Sift the listing for lines that hold the string "then" and pull them out.

- Opening Delimiter -

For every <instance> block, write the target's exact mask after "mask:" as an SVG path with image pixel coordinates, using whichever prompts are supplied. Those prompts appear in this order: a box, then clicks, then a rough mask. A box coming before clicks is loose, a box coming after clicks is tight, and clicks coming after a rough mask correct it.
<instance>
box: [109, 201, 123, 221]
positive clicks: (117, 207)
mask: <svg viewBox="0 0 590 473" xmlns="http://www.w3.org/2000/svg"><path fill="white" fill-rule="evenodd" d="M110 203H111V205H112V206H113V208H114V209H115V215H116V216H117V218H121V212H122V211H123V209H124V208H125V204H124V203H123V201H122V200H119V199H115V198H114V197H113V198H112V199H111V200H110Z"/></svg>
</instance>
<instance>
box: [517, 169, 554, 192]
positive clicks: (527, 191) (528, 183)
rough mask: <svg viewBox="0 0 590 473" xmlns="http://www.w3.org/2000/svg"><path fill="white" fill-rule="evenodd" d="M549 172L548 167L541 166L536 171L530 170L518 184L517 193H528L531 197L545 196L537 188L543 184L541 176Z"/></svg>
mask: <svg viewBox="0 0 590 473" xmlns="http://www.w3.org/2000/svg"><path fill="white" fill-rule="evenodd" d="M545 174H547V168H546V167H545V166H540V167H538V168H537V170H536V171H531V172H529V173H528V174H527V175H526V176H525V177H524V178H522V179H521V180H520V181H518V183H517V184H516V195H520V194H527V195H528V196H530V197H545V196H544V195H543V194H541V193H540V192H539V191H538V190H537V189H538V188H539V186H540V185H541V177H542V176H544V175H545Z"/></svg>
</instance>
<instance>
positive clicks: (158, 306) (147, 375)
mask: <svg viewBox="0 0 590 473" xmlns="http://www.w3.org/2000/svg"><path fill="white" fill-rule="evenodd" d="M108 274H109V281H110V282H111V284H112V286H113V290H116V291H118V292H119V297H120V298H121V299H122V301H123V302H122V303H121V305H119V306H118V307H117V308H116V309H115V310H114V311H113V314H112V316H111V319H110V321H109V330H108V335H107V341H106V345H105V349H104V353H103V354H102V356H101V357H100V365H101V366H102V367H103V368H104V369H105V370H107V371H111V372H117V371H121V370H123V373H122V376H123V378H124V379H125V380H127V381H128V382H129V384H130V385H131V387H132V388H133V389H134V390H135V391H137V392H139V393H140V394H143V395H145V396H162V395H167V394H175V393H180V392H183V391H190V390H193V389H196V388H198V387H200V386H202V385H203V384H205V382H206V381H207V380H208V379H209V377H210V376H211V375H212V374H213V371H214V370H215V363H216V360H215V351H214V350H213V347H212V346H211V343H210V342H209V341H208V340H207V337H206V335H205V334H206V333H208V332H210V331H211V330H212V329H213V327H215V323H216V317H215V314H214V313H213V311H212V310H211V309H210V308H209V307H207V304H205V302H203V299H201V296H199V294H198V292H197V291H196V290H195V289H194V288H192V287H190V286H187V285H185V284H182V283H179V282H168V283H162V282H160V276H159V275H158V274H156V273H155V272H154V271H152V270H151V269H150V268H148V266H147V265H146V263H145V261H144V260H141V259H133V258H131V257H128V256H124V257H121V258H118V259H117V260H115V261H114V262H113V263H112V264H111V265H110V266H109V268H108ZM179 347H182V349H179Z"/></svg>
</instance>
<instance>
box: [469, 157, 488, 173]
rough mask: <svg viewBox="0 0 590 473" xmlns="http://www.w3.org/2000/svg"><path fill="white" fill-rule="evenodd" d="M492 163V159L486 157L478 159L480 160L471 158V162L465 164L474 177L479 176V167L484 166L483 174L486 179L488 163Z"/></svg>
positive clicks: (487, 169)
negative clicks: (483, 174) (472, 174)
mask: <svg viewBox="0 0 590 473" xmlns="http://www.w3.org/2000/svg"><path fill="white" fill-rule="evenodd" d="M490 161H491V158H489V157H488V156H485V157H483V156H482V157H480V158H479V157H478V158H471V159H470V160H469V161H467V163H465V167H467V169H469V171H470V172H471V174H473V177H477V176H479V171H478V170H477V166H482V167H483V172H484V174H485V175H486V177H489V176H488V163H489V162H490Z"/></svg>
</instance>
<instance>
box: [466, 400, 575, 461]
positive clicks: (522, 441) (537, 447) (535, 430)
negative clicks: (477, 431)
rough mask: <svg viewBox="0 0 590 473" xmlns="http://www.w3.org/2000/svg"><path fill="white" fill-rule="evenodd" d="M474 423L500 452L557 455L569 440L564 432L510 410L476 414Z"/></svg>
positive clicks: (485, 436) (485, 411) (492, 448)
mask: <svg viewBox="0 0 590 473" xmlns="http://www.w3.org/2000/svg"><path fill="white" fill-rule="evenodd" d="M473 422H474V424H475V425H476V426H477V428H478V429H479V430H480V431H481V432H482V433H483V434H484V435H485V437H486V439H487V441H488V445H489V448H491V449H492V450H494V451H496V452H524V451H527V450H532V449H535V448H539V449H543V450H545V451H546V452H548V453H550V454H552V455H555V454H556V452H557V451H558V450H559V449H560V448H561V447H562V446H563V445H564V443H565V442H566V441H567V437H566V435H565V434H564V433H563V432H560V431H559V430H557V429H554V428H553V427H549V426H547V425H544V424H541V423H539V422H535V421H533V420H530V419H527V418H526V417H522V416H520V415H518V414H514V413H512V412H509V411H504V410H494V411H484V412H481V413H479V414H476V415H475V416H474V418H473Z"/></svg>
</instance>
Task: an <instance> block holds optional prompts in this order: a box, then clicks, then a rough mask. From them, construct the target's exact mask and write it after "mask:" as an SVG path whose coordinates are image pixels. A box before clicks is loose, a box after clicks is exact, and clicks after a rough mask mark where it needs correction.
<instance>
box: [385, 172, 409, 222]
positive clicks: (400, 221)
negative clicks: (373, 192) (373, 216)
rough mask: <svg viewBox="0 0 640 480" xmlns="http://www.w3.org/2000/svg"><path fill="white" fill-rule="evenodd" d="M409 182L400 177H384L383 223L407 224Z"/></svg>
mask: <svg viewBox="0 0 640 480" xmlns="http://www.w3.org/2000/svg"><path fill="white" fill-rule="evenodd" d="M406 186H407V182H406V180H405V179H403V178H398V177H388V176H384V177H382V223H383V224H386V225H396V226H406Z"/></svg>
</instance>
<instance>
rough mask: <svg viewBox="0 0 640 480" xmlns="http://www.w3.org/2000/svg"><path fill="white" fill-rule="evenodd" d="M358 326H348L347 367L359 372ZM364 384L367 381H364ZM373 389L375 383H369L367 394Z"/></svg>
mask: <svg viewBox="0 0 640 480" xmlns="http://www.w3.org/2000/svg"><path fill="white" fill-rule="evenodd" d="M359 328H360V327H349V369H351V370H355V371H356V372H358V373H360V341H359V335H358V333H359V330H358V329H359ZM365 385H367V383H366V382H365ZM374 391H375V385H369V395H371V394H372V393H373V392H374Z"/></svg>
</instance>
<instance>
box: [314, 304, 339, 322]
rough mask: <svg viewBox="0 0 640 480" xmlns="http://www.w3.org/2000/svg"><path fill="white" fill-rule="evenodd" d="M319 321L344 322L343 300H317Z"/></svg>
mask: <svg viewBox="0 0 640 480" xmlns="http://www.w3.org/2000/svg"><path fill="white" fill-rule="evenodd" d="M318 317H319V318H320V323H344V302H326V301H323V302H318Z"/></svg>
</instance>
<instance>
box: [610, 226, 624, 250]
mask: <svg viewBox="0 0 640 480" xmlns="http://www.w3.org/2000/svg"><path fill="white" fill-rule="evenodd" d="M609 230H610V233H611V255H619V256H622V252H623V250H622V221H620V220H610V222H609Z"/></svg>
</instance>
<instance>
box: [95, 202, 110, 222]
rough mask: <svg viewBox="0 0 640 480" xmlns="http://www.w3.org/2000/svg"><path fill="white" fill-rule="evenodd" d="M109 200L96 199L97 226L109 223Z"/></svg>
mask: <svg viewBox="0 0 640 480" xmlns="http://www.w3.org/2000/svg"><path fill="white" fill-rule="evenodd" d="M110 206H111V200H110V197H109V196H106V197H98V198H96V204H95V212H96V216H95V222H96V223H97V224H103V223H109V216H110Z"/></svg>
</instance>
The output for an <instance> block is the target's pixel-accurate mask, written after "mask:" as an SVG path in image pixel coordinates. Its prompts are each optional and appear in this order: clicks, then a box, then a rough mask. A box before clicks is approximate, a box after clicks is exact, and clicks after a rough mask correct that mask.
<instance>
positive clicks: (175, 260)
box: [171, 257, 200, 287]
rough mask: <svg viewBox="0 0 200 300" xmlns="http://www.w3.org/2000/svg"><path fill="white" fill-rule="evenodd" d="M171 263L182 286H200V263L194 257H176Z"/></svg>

- Closing Delimiter -

> _Answer box_
For every <instance> block, write the target's exact mask after "mask:" as an SVG path with image pixel coordinates, using whichever prompts are supplied. Those prompts appear in this order: a box, then clicks, then a rough mask. A box coming before clicks is loose, a box coming after clicks is tight, and clicks coming after a rough mask correct it.
Task: an <instance> block holds optional prompts in this order: a box, then clicks, then a rough mask. From them, construct the target's exact mask and write it after "mask:" as an SVG path whose coordinates are image pixels. A box before clicks is loose, a box after clicks is exact, and clicks after a rough mask mark where it needs correction.
The output for an <instance> block is the target's pixel-accurate mask, written after "mask:" as an SVG path in image pixel coordinates. Its prompts are each optional and appear in this order: clicks, then a box, then a rough mask. A box before clicks is approximate, a box after clicks is exact, and clicks after a rough mask correct that mask.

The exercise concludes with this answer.